> **DO THIS**
Render the records below as a two-column CSV headed text and answer, one row per record. Quote each field and replace any line breaks with spaces.
%%
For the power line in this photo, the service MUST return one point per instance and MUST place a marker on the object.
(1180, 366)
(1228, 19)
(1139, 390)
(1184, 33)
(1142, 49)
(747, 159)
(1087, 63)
%%
> **FINISHED TASK**
text,answer
"For the power line in this photo, the service MUST return one point per instance and MUST place a marker on the object.","(1180, 366) (1228, 19) (1139, 390) (1184, 33) (1142, 49) (747, 159) (1087, 63)"